[start Excerpted records]

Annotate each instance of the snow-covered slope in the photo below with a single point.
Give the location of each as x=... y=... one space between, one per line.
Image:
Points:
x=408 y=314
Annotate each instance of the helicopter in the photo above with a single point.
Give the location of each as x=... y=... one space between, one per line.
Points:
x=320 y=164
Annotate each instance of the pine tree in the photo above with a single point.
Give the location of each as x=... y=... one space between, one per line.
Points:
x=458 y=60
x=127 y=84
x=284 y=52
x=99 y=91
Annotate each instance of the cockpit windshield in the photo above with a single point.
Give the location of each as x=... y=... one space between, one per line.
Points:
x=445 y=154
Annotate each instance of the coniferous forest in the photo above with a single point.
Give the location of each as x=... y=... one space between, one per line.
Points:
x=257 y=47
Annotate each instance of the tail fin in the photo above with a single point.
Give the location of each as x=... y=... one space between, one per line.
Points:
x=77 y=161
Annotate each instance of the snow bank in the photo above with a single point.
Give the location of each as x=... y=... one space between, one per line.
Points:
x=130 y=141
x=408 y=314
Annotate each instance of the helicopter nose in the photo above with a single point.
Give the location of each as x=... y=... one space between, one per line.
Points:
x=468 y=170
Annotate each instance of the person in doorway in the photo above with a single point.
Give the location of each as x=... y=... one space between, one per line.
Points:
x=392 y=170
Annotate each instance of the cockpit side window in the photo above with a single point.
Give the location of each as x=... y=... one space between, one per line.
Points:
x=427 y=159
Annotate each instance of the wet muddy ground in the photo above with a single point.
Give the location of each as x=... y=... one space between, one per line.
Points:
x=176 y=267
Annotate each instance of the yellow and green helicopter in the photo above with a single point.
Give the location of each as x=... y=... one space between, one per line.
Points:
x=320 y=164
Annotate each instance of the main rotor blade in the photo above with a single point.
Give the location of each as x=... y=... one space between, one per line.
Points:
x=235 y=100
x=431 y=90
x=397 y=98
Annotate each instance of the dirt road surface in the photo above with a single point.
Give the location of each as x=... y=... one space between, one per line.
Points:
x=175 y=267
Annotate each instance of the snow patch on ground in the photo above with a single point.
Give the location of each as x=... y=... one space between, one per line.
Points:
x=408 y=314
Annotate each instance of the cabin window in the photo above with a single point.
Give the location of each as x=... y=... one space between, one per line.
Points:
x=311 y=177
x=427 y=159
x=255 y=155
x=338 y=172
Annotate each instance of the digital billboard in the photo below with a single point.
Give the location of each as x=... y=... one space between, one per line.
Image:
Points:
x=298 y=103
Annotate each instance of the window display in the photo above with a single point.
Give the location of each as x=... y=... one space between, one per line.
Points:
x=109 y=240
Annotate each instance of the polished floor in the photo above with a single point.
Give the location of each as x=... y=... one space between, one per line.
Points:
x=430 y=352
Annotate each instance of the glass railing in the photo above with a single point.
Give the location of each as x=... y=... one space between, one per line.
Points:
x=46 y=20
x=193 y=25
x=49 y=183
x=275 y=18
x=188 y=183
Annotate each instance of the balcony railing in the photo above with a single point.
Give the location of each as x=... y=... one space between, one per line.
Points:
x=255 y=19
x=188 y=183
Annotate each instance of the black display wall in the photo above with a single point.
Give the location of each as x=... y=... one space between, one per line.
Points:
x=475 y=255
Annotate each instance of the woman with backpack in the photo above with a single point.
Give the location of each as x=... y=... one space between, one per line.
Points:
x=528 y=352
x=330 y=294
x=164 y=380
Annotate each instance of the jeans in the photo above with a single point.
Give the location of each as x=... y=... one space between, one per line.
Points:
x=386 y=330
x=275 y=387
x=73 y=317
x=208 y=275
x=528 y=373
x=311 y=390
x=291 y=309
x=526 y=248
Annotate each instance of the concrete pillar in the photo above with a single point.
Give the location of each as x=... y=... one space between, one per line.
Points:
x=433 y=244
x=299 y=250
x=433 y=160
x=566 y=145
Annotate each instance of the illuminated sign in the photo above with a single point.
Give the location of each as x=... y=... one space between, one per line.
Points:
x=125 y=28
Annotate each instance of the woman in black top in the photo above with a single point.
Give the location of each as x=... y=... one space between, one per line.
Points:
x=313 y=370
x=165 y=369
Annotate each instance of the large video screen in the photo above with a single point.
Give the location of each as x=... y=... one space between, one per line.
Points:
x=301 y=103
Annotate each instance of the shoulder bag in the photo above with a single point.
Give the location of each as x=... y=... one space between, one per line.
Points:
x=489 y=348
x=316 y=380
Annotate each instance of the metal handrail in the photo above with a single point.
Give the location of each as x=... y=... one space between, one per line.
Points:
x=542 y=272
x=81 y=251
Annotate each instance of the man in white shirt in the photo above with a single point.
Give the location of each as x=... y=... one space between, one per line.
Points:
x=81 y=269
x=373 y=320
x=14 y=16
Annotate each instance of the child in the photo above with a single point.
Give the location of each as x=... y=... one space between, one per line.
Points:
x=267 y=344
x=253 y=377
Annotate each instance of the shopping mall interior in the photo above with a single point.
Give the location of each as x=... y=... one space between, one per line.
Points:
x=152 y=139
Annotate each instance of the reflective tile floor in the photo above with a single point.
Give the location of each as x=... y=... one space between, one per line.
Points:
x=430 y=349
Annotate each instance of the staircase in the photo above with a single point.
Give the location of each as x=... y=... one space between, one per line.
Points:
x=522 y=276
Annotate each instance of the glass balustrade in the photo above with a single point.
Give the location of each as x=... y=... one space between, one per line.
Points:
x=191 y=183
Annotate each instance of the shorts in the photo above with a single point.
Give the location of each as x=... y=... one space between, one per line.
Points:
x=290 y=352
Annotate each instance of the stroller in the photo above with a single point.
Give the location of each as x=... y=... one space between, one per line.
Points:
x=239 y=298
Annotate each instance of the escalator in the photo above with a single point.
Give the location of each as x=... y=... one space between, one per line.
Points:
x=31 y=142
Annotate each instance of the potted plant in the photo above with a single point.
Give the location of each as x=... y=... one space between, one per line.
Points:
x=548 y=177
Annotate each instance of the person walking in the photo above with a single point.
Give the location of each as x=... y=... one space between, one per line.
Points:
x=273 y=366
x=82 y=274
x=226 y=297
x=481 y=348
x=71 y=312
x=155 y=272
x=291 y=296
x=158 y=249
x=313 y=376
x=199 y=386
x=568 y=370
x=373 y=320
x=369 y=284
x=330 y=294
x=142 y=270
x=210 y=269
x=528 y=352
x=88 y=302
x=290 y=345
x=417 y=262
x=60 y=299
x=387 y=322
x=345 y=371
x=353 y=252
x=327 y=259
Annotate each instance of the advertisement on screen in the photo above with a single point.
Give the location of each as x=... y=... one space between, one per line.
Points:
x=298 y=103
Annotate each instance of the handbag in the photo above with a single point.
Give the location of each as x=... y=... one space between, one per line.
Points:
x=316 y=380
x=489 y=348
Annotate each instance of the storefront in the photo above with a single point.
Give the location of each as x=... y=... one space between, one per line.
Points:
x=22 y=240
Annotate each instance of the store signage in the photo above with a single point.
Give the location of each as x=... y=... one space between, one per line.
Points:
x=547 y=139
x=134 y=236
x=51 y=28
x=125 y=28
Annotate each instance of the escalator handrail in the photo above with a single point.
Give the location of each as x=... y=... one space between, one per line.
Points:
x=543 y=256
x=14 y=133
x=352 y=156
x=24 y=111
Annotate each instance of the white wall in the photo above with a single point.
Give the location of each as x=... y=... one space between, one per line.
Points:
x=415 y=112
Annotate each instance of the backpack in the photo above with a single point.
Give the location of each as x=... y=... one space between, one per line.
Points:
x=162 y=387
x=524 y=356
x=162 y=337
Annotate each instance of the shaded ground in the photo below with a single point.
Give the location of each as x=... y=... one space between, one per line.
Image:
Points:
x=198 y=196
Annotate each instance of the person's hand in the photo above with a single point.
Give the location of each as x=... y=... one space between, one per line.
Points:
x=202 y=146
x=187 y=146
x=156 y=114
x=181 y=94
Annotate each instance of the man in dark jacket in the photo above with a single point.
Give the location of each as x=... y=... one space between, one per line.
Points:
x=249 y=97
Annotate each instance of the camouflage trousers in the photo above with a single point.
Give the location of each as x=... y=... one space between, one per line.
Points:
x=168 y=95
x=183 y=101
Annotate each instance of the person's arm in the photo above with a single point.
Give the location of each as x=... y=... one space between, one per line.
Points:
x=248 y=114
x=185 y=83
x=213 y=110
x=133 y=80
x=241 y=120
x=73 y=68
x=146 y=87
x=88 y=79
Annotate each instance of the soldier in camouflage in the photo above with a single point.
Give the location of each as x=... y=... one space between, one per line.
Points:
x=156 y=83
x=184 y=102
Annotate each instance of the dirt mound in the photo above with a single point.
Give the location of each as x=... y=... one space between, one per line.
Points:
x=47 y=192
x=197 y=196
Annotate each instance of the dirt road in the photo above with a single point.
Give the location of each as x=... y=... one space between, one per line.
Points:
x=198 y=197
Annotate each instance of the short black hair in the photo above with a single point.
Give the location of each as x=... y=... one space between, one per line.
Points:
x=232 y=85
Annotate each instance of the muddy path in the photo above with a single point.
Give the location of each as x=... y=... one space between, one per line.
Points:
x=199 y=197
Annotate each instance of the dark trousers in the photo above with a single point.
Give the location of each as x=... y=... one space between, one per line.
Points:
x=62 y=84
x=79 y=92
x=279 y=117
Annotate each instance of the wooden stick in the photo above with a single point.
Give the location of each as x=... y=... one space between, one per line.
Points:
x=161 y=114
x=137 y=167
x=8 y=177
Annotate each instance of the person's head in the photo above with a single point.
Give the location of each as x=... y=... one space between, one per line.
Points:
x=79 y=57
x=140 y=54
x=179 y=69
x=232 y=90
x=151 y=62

[end Excerpted records]

Exercise task:
Write out again everything from the row that contains "Annotate each instance of the handbag" down to the row that contains "x=198 y=196", both included, and shift every x and y coordinate in the answers up by 33.

The result:
Annotate each instance of the handbag in the photo above with a single point.
Give the location of each as x=... y=... one space between, one per line.
Points:
x=349 y=413
x=522 y=381
Annotate each instance of the storefront in the photo above with a single point.
Give the location of each as x=... y=... one space between, one per line.
Points:
x=55 y=273
Annotate each instance of the store signage in the photo above with a single point.
Give the location of each as x=... y=... one space between, one per line.
Points:
x=580 y=172
x=167 y=269
x=84 y=61
x=158 y=61
Annotate each instance of the escalator handrail in the photo above with a single point.
Give the location of each as x=... y=... one space between, one per line.
Points:
x=576 y=289
x=47 y=166
x=385 y=189
x=57 y=144
Annotate each instance of the white wall in the photo above with a single point.
Give the location of each as x=... y=... one space between, one per line.
Points:
x=448 y=145
Annotate each instance of the backpack in the photo above with a single point.
Give the location of each as x=... y=... one space between, one per line.
Points:
x=195 y=420
x=557 y=389
x=195 y=370
Annotate each instance of the shaded ground in the photo below with a single point.
Give the location of each as x=... y=... one space between, one per line.
Image:
Points:
x=231 y=229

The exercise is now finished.